* **PROVIDED RECORDS**:
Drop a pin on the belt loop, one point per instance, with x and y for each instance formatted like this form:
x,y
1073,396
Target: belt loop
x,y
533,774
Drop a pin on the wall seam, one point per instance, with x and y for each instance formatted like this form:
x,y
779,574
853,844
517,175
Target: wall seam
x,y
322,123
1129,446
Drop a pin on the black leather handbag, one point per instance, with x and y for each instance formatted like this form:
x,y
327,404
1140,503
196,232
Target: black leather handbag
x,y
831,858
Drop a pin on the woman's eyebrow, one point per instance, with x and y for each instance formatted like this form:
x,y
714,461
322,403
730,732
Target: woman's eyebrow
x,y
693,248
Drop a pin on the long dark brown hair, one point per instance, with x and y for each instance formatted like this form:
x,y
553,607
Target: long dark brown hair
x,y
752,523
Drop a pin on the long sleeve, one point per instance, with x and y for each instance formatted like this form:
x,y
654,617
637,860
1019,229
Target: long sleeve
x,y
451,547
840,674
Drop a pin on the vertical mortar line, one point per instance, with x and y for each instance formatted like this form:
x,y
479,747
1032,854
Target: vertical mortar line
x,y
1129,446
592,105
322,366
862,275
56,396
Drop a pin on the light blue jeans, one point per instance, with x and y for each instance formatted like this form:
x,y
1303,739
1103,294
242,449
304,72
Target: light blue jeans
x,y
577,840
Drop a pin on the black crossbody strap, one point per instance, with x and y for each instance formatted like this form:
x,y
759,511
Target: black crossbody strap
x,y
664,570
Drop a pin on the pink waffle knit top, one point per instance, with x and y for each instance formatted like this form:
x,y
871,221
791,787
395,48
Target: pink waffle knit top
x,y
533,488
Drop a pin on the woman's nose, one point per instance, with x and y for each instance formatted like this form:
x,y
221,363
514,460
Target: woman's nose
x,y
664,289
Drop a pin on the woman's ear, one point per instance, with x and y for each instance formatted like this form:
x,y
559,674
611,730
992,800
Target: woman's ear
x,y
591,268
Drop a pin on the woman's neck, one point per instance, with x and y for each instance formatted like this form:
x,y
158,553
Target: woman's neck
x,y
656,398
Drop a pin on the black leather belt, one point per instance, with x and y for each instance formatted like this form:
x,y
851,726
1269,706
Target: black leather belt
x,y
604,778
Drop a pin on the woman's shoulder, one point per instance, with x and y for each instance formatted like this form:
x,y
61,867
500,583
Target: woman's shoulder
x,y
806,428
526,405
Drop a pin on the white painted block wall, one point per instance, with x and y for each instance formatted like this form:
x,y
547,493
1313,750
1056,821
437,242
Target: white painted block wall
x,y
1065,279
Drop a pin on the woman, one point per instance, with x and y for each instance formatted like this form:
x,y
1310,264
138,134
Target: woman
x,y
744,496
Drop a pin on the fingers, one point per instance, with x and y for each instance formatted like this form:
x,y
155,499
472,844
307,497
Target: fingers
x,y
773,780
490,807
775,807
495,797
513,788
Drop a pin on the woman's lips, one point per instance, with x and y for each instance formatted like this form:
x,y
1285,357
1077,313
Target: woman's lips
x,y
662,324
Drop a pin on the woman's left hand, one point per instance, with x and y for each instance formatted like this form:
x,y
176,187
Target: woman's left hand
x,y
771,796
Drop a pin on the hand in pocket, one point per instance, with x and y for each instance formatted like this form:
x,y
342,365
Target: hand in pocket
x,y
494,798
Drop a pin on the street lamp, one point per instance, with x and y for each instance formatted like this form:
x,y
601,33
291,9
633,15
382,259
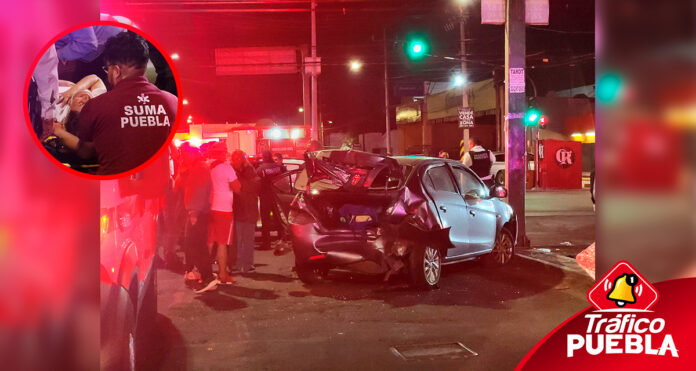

* **ASSIGNED TASK**: Set down, exactly as written, each line of the data from its opening line through the one containing "Drop a pin on the wall". Output nothing more.

* **SOLUTION TO THE PROBLEM**:
Drop a pin on the belt loop, one point per instance, with x and y for each instance formatted like this form:
x,y
1073,396
Target: belt loop
x,y
533,774
Drop a pin on the wall seam, one point per instance, with x and y for each instance formatted like this form:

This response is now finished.